[JOB]
Could you edit these records by replacing "marks one dot on" with "places one dot on" throughout, keeping everything else the same and leaving the pictures out of your answer?

[Entries taken from a collection]

----

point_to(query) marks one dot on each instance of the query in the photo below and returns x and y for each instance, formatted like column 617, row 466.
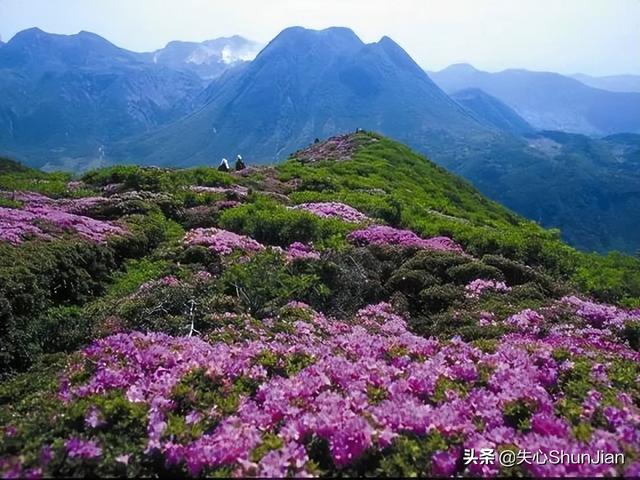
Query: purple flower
column 475, row 288
column 79, row 448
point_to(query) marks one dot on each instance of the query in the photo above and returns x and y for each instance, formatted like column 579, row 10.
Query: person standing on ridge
column 224, row 166
column 239, row 163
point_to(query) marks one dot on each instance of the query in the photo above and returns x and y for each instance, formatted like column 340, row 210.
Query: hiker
column 224, row 166
column 239, row 163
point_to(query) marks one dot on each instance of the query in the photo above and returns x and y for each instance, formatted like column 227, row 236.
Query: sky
column 597, row 37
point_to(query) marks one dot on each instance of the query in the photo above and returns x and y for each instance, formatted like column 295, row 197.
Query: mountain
column 613, row 83
column 77, row 101
column 362, row 313
column 306, row 84
column 491, row 110
column 208, row 59
column 64, row 97
column 549, row 101
column 589, row 188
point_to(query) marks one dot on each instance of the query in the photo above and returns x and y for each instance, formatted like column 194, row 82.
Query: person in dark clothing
column 224, row 166
column 239, row 163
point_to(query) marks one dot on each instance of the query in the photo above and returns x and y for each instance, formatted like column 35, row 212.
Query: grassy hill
column 333, row 315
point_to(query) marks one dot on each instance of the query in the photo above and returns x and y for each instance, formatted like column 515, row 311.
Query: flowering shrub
column 334, row 210
column 384, row 235
column 234, row 190
column 475, row 288
column 221, row 241
column 258, row 405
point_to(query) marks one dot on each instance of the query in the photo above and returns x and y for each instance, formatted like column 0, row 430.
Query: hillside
column 491, row 110
column 550, row 101
column 337, row 314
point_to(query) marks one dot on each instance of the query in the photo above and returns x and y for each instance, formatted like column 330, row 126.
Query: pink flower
column 384, row 235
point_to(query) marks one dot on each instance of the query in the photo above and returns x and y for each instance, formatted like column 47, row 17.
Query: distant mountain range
column 549, row 101
column 208, row 59
column 78, row 101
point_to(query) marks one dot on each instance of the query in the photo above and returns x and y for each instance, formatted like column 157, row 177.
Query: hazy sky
column 598, row 37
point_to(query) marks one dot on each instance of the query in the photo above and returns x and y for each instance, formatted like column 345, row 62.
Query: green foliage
column 266, row 282
column 134, row 273
column 410, row 456
column 155, row 179
column 631, row 333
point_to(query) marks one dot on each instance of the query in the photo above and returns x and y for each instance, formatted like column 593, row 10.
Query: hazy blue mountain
column 64, row 97
column 491, row 110
column 549, row 101
column 73, row 101
column 589, row 188
column 613, row 83
column 307, row 84
column 208, row 59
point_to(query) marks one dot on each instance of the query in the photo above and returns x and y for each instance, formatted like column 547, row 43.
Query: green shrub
column 440, row 297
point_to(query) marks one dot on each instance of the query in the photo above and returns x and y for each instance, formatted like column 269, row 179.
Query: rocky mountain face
column 613, row 83
column 491, row 110
column 307, row 84
column 549, row 101
column 64, row 97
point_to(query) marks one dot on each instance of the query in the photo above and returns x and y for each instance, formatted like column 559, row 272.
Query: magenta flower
column 221, row 241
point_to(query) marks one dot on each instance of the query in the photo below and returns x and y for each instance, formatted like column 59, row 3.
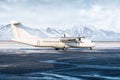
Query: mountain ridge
column 72, row 31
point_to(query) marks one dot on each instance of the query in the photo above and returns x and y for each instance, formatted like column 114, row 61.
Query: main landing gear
column 61, row 48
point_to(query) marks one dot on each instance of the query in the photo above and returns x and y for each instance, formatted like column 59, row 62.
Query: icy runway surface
column 22, row 62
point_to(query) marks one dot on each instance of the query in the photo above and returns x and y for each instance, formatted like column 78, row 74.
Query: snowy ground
column 22, row 62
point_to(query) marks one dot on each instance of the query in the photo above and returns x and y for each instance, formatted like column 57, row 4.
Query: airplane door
column 38, row 42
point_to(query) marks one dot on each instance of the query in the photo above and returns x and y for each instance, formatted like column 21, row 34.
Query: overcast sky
column 34, row 13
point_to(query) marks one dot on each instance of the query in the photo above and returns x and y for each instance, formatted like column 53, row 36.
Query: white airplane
column 22, row 36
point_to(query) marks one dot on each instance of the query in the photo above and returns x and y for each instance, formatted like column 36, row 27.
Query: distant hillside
column 74, row 31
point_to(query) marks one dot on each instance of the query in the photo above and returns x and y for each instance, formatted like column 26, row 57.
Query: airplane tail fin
column 18, row 32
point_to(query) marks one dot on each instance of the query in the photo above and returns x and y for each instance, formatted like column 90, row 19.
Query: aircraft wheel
column 64, row 49
column 91, row 48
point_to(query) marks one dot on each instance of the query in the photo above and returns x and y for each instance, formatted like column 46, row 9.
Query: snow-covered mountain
column 72, row 31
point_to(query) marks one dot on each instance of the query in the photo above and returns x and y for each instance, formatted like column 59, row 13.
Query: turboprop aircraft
column 22, row 36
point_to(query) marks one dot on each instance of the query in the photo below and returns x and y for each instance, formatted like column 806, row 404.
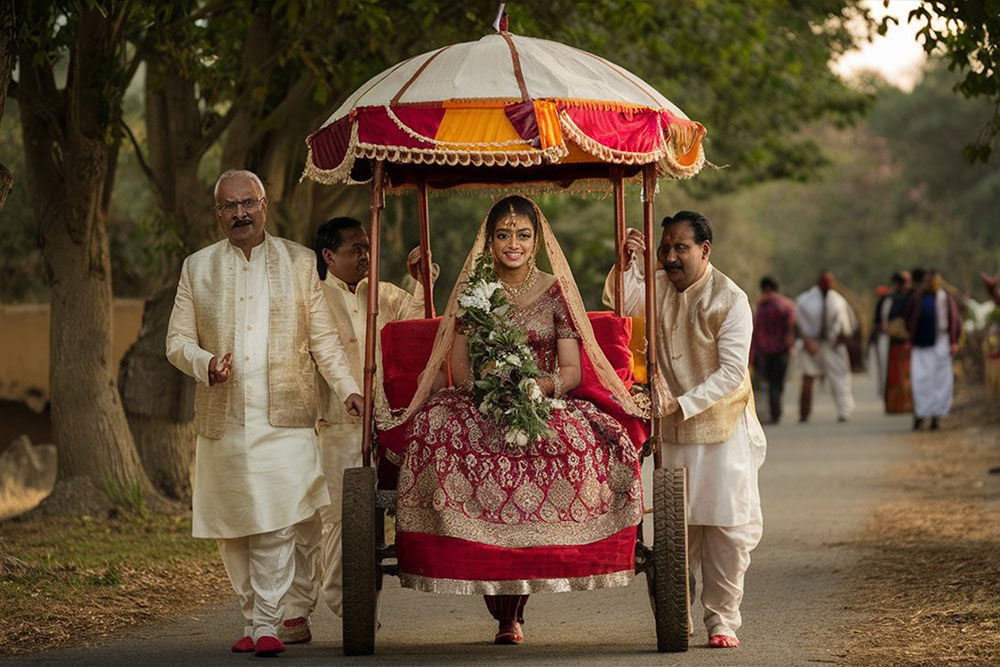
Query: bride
column 482, row 513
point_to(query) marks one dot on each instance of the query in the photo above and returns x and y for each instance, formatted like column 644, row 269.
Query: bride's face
column 513, row 242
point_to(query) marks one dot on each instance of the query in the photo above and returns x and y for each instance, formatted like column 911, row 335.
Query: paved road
column 819, row 484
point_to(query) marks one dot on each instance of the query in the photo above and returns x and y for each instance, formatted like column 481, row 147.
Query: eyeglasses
column 249, row 205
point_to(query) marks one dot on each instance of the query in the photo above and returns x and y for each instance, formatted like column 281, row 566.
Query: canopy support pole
column 371, row 330
column 618, row 178
column 652, row 368
column 425, row 248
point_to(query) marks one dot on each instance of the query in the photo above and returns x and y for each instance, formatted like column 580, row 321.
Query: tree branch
column 150, row 174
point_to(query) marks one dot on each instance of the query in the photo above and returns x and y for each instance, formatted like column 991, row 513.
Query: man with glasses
column 251, row 326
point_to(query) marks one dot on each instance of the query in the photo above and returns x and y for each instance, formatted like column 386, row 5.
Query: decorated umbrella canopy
column 504, row 112
column 505, row 109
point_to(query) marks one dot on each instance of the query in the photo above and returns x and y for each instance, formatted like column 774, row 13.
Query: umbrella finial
column 500, row 22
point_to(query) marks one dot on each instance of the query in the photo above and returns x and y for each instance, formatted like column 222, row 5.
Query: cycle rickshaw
column 505, row 112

----

[RESPONSE TO THE TASK]
point_to(query) places one dot on each instance of the query in the photo below and returns x and y for each instance, formatted like column 617, row 466.
Query: purple flower
column 475, row 288
column 79, row 448
point_to(query) places one dot on each instance of the query in the photo above and returns x and y for each instance, formatted like column 579, row 10.
Query: person standing on ridge
column 224, row 166
column 239, row 163
point_to(query) places one dot on each instance of the query in the photo above and returns x and y for each instance, formatted like column 340, row 210.
Query: hiker
column 224, row 166
column 239, row 163
point_to(query) places one dot on each instance of the query in the photo above and returns x and y for each instance, formatted like column 227, row 236.
Query: sky
column 597, row 37
point_to(query) places one dot on each instance of the query in the photo above and returns x and y for each instance, formatted like column 295, row 197.
Query: mountain
column 613, row 83
column 77, row 101
column 362, row 313
column 306, row 84
column 491, row 110
column 208, row 59
column 64, row 97
column 549, row 101
column 589, row 188
point_to(query) places one dot on each instance of the query in the photo above and returns x and y for each instance, formatted like column 194, row 82.
Query: person in dark clothing
column 224, row 166
column 239, row 163
point_to(query) places one dot on each instance of the query in the photo above and returns x and y for each instance, formatted like column 35, row 212.
Query: grassy hill
column 333, row 315
point_to(query) places one dot on each instance of the query in the photo above and returns x and y for each instance, formatted like column 515, row 311.
Query: flowering shrub
column 334, row 210
column 384, row 235
column 234, row 190
column 475, row 288
column 221, row 241
column 258, row 405
point_to(query) places one dot on each instance of the query in the photo above and returns x and y for each instance, formatted like column 0, row 430.
Query: hillside
column 491, row 110
column 550, row 101
column 337, row 314
point_to(query) places one dot on each instance of the query in the photo above and returns x and y for each instance, formatted like column 330, row 126.
Query: pink flower
column 384, row 235
point_to(query) places one dot on each instance of the query in the photo above and returns x and y for each instance, formatted like column 47, row 17.
Query: distant mountain range
column 549, row 101
column 208, row 59
column 78, row 101
point_to(query) places one dot on each instance of the query in the photo above and returns x and y for each instance, formatted like column 157, row 177.
Query: hazy sky
column 598, row 37
point_to(query) places one dot on each instance of the query in the photo above and returns x and y for each instance, formatted like column 345, row 62.
Query: green foliage
column 266, row 282
column 134, row 273
column 410, row 456
column 155, row 179
column 631, row 333
point_to(query) places one dot on each instance of the query in the photo above and returns x and y for each instance, formatted like column 593, row 10.
Query: hazy blue mountain
column 64, row 97
column 491, row 110
column 549, row 101
column 73, row 101
column 589, row 188
column 613, row 83
column 307, row 84
column 208, row 59
point_to(query) places one dot on each instance of the query in the photo above and returns x and y for each instance, formatted like column 547, row 43.
Query: green shrub
column 440, row 297
point_to(query) places one dot on each instance of the query in the photo above and returns x and y for each instance, formatted like column 269, row 179.
Query: rocky mountain face
column 613, row 83
column 491, row 110
column 307, row 84
column 549, row 101
column 64, row 97
point_to(query) places one dot on each instance of the query in the photo above and returns x and y for each instance, formatted like column 559, row 272.
Query: magenta flower
column 221, row 241
point_to(query) places one dot on each instance of the query in the photo below and returns x and y for each instance, formatted like column 59, row 3.
Query: mountain ridge
column 72, row 31
point_to(query) places one dot on each instance of the query in the photo above and returns x and y for each instance, formatted like column 114, row 61.
Query: main landing gear
column 61, row 48
point_to(query) places one dot on each instance of the query in the photo above and returns x and y for each instance, formatted like column 59, row 62.
Query: icy runway surface
column 22, row 62
point_to(query) places one dot on each instance of the query in the photo above and returns x and y for each instance, formatted like column 78, row 74.
Query: snowy ground
column 22, row 62
point_to(query) places one dot on each instance of the query in the photo above and returns x and y for each instance, formatted like column 57, row 4.
Query: airplane door
column 38, row 42
point_to(query) places one dot on each instance of the query in the photo above and returns x and y for each instance, formatted like column 21, row 34.
Query: overcast sky
column 34, row 13
point_to(query) places one dot on each instance of the query in the photo above and returns x and y for each instance, formatted like column 53, row 36.
Query: white airplane
column 22, row 36
point_to(query) places one dot on each instance of the query in the photo above and returns x and y for each instance, formatted like column 36, row 27.
Query: distant hillside
column 74, row 31
point_to(query) places one dot on each instance of the query in the photo above and returns x and y for each instance, formatted like column 26, row 57.
Query: airplane tail fin
column 18, row 32
point_to(query) places one dot on each instance of the query in the photo above and returns x and y for each instance, formatted like column 90, row 19.
Query: aircraft wheel
column 64, row 49
column 91, row 48
point_to(query) places one dot on each instance of the query in the photo above and returns x and y for each instance, formatted like column 46, row 9.
Query: snow-covered mountain
column 72, row 31
point_to(query) places one dot on each instance of the query in the photo above and returns x and y for each instance, formatted like column 59, row 13.
Query: turboprop aircraft
column 22, row 36
point_to(query) places one dot on each instance of the query in the photo below and returns x and y for each instance, formatted like column 806, row 404.
Query: bride
column 482, row 513
point_to(query) places one dot on each instance of the query in the photo above and returns x and y for each instance, formatted like column 644, row 269.
Query: bride's face
column 513, row 242
point_to(query) places one dot on each instance of the query in the photo above and returns x and y for each instance, formatted like column 911, row 335.
Query: paved road
column 819, row 484
point_to(query) places one dot on each instance of the query in the photo above and returns x and y for each instance, formatted like column 481, row 147.
Query: eyeglasses
column 249, row 205
point_to(query) places one dot on each instance of the query in the photo above and returns x and y for each instance, formatted like column 281, row 566.
Query: canopy support pole
column 371, row 330
column 618, row 178
column 652, row 368
column 425, row 248
point_to(query) places one dot on each instance of the query in the photo above and returns x and y for each instance, formatted like column 580, row 321.
Query: tree branch
column 150, row 174
point_to(query) places one dot on each instance of the query in the photo above and returns x and y for each instance, formatted like column 991, row 513.
Query: man with glasses
column 251, row 326
point_to(query) places one dot on each instance of the query in the photo above and returns x and y for each instance, formatted like column 386, row 5.
Query: decorated umbrella canopy
column 504, row 112
column 505, row 109
point_to(query) places one dot on each instance of the query in the photo above and returns x and y for each instance, formatted like column 774, row 13.
Query: umbrella finial
column 500, row 22
point_to(query) places one dot on each instance of the query in the photo above and returns x and y for each instance, formatted like column 222, row 5.
Query: cycle rickshaw
column 505, row 112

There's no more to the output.